Task inputs
━━━━━━

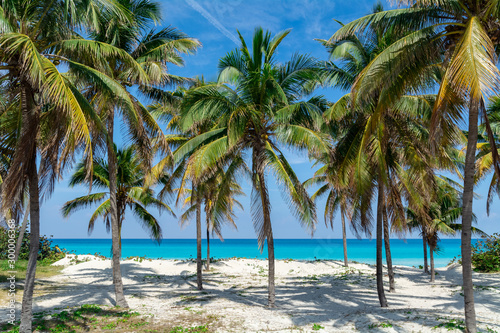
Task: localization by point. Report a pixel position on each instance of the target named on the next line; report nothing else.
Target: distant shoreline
(404, 252)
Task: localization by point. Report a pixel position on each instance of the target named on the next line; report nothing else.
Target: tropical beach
(193, 166)
(309, 293)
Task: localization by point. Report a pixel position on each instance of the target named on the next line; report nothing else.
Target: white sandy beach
(320, 292)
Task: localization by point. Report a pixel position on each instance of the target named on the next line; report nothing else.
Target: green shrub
(47, 252)
(486, 254)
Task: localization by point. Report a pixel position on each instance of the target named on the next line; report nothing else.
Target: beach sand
(307, 292)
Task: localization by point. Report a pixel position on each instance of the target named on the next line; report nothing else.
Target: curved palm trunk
(208, 244)
(424, 239)
(271, 298)
(379, 272)
(469, 170)
(388, 257)
(115, 227)
(344, 240)
(24, 225)
(433, 274)
(29, 284)
(198, 244)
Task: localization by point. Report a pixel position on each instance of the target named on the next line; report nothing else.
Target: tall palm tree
(369, 137)
(152, 51)
(130, 193)
(183, 175)
(54, 117)
(339, 197)
(218, 196)
(462, 37)
(263, 110)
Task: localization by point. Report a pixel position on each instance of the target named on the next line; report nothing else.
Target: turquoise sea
(404, 252)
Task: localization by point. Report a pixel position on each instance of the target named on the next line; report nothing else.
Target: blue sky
(215, 23)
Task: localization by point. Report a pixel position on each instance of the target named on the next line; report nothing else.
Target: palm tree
(218, 196)
(54, 117)
(368, 132)
(168, 109)
(339, 196)
(130, 193)
(264, 109)
(460, 37)
(152, 51)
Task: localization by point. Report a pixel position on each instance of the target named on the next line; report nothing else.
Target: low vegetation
(95, 318)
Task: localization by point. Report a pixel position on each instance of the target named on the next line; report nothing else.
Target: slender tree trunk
(388, 257)
(271, 298)
(198, 243)
(24, 224)
(29, 283)
(344, 240)
(208, 245)
(115, 223)
(379, 272)
(469, 170)
(433, 274)
(424, 238)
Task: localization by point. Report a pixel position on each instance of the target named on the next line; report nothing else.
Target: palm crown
(130, 193)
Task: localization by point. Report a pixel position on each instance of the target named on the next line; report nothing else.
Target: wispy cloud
(215, 22)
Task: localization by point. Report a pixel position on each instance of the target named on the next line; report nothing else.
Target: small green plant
(317, 327)
(384, 324)
(451, 324)
(47, 254)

━━━━━━

Stated exercise
Set down all the data again exactly as above, pictures excluded.

Answer
Task: localization by point. Report a pixel position on each instance of the target named on the next line; report nothing else.
Target: distant shoreline
(404, 252)
Task: localization by point. Report a pixel position on each instance of the target named on the next line; report nothing else.
Target: tropical beach
(193, 166)
(309, 293)
Task: localization by point. Report a pixel position on each instance of the target named on the next line; report nothing else.
Target: white sandy beach
(320, 292)
Task: localization by point. Report a pixel position on each instance of the target named on the next line; report nothing else.
Target: green shrub
(47, 252)
(486, 254)
Task: localization by point. Report a pixel position on each instance of the target named on the next line; report nothing else.
Target: beach sand
(307, 292)
Task: localization by point. Report a pixel position on each instance of the target named on the next line; report nothing else.
Target: curved palm trunk
(208, 244)
(424, 239)
(271, 298)
(379, 272)
(469, 170)
(388, 257)
(115, 227)
(344, 240)
(24, 225)
(433, 274)
(29, 284)
(198, 244)
Task: localization by point. Report a pixel position on each instance of the target named on the next line; report nothing else.
Target: tall palm tree
(369, 137)
(152, 51)
(130, 193)
(183, 175)
(54, 117)
(339, 197)
(218, 196)
(462, 37)
(263, 110)
Task: localization by point. Report a pixel position on each instance of the target named on the next line; report nothing else.
Target: turquoise sea
(404, 252)
Task: localization by point. Report a pixel position on each instance of the target named on the next line; report nothing else.
Target: blue sky
(215, 23)
Task: localization by point. Report a pixel position on each instance of the target named on the next line; report nothing else.
Target: palm tree
(218, 196)
(54, 117)
(368, 132)
(168, 109)
(339, 196)
(130, 193)
(264, 109)
(460, 37)
(152, 51)
Task: localization by point. Report a pixel position on each instance of the target named on the next line; report nothing else.
Target: low vegetation
(95, 318)
Task: localization by point. Report a pixel position on each instance of the target named on the next line; report nothing else.
Target: slender tree trunk
(388, 257)
(271, 298)
(198, 243)
(24, 224)
(29, 283)
(344, 240)
(208, 245)
(115, 223)
(379, 272)
(469, 170)
(433, 274)
(424, 238)
Task: localization by point. Report a pixel position on each instance of the target named on the next line; report nothing else.
Target: palm crown
(130, 193)
Task: localization by point. Report a pixel position on each instance of the target named on the next line; report nothing else.
Target: wispy cloud
(215, 22)
Task: localization by point. Report a pixel position on each instance of the target named on the next line; report nothing else.
Target: small green plant
(317, 327)
(384, 324)
(451, 324)
(47, 254)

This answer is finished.